Objective → How many lines of the items contain the string "frame"? Give only the number.

Shape boundary entries →

☆ ☆ ☆ ☆

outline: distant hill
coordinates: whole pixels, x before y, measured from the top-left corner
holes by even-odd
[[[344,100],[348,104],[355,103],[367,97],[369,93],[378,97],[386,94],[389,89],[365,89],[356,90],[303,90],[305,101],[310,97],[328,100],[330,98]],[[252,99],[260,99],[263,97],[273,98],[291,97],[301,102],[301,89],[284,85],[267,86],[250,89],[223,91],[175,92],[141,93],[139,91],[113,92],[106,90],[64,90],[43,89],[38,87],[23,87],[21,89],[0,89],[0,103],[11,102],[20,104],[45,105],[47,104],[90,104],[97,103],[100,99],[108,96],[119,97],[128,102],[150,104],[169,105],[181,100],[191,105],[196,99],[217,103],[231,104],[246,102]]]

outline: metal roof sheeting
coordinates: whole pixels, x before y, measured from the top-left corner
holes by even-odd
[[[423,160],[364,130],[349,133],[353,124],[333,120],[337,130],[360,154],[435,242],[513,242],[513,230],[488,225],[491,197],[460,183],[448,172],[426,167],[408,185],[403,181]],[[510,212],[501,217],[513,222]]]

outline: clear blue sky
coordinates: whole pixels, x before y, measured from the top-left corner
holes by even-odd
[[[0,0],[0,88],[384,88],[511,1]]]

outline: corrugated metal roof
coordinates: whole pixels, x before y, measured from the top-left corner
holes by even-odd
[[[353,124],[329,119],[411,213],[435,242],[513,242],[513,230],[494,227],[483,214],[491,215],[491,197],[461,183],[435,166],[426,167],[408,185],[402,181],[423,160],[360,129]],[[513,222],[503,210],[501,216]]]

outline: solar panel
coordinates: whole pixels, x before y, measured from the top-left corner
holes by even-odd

☆ ☆ ☆ ☆

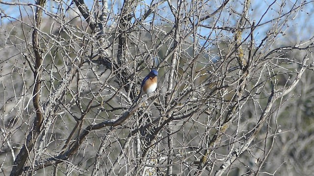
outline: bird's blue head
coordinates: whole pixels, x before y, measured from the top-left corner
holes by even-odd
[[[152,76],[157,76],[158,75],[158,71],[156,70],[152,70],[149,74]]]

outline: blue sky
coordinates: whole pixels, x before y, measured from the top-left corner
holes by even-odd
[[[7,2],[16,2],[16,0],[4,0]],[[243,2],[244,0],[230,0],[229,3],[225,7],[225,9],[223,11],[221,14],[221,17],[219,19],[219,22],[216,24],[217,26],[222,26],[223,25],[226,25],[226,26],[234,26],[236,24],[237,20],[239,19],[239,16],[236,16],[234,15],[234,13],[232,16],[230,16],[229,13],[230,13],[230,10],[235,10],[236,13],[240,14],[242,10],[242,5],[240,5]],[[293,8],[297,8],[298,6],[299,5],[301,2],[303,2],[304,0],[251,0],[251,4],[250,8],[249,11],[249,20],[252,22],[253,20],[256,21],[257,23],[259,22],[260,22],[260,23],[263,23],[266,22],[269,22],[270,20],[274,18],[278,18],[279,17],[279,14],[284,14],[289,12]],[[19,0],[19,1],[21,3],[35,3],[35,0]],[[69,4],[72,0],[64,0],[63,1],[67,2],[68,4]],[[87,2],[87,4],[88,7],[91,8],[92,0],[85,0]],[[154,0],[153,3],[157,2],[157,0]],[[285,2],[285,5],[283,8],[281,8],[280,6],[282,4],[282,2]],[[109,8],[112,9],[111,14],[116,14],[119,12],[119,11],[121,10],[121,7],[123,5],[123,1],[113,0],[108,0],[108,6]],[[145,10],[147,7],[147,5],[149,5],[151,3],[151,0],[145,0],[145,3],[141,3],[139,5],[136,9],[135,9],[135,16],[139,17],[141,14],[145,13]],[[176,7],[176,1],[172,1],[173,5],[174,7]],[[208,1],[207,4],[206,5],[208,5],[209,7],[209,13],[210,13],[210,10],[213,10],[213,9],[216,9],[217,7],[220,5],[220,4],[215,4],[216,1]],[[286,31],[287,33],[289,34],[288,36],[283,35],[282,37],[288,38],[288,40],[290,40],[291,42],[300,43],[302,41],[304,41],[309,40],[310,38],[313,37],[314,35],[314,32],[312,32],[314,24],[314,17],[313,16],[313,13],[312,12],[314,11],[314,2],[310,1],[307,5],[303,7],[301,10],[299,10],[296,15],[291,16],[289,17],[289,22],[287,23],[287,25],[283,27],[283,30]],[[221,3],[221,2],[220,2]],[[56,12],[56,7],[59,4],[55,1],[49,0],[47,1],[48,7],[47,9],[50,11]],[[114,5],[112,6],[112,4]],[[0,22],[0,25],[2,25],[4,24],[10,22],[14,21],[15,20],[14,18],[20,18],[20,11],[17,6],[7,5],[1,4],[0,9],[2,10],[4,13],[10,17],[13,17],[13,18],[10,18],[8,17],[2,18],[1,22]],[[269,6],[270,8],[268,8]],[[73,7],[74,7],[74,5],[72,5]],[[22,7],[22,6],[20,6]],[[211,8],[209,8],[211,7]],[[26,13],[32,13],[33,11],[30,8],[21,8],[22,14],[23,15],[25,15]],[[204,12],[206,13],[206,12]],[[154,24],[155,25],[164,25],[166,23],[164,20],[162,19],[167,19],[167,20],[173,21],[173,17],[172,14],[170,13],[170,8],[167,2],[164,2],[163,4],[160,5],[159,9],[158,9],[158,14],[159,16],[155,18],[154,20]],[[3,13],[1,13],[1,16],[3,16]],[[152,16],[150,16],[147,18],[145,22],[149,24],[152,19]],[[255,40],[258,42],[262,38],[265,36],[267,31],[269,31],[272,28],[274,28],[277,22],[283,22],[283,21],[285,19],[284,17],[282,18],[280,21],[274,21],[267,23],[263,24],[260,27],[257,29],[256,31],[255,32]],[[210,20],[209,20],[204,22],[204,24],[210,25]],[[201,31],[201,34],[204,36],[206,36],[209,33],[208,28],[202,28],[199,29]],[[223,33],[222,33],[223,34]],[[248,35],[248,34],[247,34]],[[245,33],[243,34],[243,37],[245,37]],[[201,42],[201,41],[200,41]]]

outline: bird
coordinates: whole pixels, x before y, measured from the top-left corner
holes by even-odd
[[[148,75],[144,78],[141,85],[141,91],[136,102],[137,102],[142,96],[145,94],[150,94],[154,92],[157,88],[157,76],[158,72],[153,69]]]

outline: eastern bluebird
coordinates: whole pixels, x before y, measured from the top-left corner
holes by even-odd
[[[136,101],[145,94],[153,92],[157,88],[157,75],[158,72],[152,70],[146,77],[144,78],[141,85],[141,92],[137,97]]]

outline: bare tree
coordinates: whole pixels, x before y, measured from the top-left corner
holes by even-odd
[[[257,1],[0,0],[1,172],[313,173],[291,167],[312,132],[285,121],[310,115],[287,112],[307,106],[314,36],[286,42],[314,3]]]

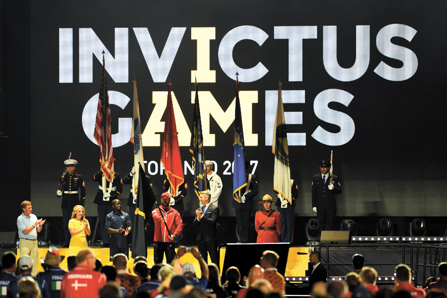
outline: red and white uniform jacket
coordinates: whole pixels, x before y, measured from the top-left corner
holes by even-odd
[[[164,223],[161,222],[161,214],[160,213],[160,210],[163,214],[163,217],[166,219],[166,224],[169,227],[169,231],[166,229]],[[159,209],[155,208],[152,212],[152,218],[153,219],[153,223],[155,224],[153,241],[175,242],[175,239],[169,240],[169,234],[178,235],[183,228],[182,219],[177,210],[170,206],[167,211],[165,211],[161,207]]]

☆ ☆ ☆ ☆

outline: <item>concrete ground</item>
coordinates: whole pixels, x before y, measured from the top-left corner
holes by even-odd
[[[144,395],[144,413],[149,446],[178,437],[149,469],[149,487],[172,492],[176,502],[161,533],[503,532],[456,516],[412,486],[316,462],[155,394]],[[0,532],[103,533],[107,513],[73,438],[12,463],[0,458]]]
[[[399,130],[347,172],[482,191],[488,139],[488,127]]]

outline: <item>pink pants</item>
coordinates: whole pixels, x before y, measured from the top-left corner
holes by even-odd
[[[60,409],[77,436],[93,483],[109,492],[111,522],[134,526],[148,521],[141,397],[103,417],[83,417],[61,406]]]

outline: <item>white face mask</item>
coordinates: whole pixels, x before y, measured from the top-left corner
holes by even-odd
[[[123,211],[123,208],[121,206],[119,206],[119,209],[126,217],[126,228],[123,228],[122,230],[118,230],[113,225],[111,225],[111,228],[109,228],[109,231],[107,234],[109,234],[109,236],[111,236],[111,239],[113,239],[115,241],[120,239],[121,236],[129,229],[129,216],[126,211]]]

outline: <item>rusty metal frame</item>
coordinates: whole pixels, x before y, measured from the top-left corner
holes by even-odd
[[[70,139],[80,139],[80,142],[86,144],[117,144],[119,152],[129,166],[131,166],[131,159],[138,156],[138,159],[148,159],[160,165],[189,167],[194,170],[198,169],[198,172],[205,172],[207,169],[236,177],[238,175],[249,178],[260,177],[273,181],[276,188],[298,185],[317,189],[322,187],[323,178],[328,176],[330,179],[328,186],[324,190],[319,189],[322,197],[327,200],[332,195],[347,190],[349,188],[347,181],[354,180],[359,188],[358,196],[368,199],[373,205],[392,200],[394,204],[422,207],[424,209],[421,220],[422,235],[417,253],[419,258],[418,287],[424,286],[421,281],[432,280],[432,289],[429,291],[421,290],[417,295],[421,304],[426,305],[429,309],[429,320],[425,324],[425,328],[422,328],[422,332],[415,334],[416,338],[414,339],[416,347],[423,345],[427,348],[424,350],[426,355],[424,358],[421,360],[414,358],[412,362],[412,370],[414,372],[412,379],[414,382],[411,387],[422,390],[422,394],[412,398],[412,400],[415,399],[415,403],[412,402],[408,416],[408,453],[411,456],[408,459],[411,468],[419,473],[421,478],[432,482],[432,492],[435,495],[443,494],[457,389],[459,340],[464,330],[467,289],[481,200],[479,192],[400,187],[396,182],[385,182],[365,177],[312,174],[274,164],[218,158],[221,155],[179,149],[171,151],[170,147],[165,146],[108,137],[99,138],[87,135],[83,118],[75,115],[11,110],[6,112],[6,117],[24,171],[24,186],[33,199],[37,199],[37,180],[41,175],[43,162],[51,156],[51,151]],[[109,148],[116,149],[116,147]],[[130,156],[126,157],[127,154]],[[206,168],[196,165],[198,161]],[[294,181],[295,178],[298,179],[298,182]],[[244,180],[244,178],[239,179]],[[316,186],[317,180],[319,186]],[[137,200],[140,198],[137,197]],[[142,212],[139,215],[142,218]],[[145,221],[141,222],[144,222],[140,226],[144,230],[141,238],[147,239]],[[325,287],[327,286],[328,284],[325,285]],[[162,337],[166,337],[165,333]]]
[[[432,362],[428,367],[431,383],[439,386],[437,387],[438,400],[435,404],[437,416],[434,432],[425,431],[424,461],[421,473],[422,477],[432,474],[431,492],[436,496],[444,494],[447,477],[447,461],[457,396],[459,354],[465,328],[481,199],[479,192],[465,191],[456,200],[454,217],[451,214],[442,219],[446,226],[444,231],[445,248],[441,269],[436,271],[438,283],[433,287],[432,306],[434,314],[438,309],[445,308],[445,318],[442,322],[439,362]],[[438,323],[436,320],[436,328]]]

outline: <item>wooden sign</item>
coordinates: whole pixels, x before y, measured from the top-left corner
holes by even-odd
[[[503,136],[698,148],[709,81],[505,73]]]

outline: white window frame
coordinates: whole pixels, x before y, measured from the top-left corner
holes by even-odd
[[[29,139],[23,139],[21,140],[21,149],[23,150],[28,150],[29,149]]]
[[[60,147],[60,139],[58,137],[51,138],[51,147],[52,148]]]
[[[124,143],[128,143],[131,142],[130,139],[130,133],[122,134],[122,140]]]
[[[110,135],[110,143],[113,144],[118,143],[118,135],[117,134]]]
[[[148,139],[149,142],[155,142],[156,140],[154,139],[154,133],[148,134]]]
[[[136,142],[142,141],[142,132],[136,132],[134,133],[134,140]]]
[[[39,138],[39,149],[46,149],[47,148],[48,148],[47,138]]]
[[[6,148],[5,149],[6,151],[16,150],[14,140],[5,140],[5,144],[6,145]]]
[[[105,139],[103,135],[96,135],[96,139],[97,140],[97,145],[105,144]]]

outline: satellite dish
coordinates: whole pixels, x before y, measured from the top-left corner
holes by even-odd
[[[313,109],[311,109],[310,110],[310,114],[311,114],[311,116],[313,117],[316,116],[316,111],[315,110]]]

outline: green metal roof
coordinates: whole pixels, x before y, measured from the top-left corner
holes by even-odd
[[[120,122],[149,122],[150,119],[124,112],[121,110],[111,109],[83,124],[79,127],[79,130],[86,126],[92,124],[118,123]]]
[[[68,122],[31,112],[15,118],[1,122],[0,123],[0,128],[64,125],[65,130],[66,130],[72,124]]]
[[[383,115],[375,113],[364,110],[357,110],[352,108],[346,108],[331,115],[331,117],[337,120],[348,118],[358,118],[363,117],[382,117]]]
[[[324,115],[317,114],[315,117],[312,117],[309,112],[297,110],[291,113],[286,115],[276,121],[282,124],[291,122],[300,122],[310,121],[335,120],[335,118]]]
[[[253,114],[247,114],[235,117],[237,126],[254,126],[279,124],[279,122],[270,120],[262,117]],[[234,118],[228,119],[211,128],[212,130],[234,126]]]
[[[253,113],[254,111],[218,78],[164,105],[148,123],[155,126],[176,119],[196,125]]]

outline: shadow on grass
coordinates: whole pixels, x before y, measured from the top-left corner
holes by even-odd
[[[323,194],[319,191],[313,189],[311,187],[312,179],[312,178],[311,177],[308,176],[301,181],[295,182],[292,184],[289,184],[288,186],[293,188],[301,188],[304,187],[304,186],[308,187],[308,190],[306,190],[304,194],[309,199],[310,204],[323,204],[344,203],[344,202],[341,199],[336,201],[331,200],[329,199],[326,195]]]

☆ ☆ ☆ ☆

Response → 2